(Stored entries)
>>>
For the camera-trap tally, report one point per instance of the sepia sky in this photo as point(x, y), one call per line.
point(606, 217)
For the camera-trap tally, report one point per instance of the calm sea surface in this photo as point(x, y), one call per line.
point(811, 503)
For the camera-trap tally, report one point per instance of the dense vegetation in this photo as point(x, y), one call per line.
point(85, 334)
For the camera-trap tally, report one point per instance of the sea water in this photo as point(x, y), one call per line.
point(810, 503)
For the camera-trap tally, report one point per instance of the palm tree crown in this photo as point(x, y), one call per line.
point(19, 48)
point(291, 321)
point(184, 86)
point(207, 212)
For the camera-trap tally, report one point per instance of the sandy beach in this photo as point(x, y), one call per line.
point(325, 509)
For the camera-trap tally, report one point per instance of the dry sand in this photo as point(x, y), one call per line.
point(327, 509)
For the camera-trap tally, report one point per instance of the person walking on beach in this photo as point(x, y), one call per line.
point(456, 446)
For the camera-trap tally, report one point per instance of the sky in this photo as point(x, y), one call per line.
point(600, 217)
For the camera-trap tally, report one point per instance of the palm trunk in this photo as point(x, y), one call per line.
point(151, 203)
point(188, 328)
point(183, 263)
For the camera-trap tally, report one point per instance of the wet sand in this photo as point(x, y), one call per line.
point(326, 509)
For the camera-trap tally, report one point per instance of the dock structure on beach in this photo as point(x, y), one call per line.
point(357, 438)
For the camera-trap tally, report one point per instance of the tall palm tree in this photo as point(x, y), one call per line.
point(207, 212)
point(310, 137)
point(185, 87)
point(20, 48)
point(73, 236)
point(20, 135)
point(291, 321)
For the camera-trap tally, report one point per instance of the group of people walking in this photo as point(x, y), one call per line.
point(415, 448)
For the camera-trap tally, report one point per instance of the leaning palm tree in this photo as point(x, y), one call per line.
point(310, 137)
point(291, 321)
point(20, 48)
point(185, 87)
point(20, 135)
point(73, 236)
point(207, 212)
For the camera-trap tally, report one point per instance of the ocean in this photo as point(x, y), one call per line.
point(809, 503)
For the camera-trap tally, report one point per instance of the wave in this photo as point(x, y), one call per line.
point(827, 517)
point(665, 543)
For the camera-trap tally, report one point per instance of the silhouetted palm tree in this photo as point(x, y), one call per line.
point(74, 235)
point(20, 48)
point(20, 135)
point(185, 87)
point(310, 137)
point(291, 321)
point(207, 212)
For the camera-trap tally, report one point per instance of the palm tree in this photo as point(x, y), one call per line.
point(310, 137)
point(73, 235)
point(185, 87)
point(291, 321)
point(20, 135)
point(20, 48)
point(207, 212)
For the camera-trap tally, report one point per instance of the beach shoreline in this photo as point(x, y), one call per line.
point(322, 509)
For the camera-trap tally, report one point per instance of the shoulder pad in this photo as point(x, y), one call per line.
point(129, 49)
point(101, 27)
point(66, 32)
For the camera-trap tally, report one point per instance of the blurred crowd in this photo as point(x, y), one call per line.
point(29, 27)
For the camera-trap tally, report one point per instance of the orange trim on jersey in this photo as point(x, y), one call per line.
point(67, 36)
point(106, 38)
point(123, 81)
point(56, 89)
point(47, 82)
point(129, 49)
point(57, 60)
<<<
* [WORK TASK]: Copy all the entries exactly.

* [OUTPUT OF THE TASK]:
For the camera-trap tally, report one point per instance of the sepia sky in this photo as point(x, y), one call per line.
point(606, 217)
For the camera-trap tally, report one point per instance of the calm sea surface in this photo as point(x, y), one call per line.
point(811, 503)
For the camera-trap tally, report one point per instance of the dense vegetation in this photo as point(x, y), one call per line.
point(85, 334)
For the camera-trap tally, report one point per instance of the sea water in this photo as point(x, y), one call per line.
point(810, 503)
For the camera-trap tally, report one point per instance of the palm tree crown in this photo as point(x, y), one call per line.
point(19, 48)
point(291, 321)
point(184, 86)
point(207, 212)
For the camera-trap tally, report one point per instance of the sandy beach in this photo as point(x, y), one call per line.
point(325, 509)
For the camera-trap tally, report one point per instance of the dry sand in this photo as point(x, y), one call per line.
point(327, 509)
For the camera-trap tally, report one point per instance of the person walking on beach in this photo as point(x, y), one call per line.
point(456, 446)
For the camera-trap tally, report one point per instance of the sky in this photo as point(x, y), one call per line.
point(600, 217)
For the camera-trap tally, report one point per instance of the palm trunk in this photo as point(x, y), one call per line.
point(151, 203)
point(188, 328)
point(183, 263)
For the camera-trap tally, report one point per instance of the wet sand in this photo as point(x, y), one call per line.
point(326, 509)
For the camera-trap tally, report one point per instance of the dock structure on beach in this photo as point(x, y), one call per line.
point(357, 438)
For the camera-trap tally, report one point per instance of the tall palm tree in this photo as point(x, y), one call per line.
point(207, 212)
point(310, 137)
point(185, 87)
point(20, 48)
point(73, 236)
point(20, 135)
point(291, 321)
For the camera-trap tally, report one point per instance of the group of people walking in this photo as point(x, y), one call per line.
point(415, 448)
For the camera-trap tally, report one point per instance of the leaning palm tree in this photo as point(x, y), one call per line.
point(310, 137)
point(291, 321)
point(20, 48)
point(185, 87)
point(20, 135)
point(73, 236)
point(207, 212)
For the camera-trap tally, report one point per instance of the ocean in this photo as point(x, y), one call per line.
point(809, 503)
For the camera-trap tally, report one point per instance of the wave in this photo as point(x, y), one call per line.
point(827, 517)
point(665, 543)
For the camera-trap tally, report one point per instance of the silhouetted palm tree in this photo as point(x, y), one call per line.
point(74, 235)
point(20, 48)
point(20, 135)
point(185, 87)
point(310, 137)
point(291, 321)
point(207, 212)
For the camera-trap tally, report one point per instance of the palm tree in this photo as point(x, y), one call per line.
point(310, 137)
point(73, 235)
point(185, 87)
point(291, 321)
point(20, 135)
point(20, 48)
point(207, 212)
For the camera-trap tally, report one point per instance of the beach shoreline in this photo as point(x, y), one call per line.
point(322, 509)
For the camera-trap tally, report one point per instance of the shoulder pad in this photo as point(x, y), one call per line.
point(129, 49)
point(101, 27)
point(66, 32)
For the camera-trap tally, report one point per instance of the blurred crowd in this photo as point(x, y), one call per line.
point(29, 27)
For the camera-trap tally, report one point per instance of the orange trim on jersey in this photo as point(x, y), one call per line.
point(67, 36)
point(106, 38)
point(123, 81)
point(56, 89)
point(47, 82)
point(129, 49)
point(57, 60)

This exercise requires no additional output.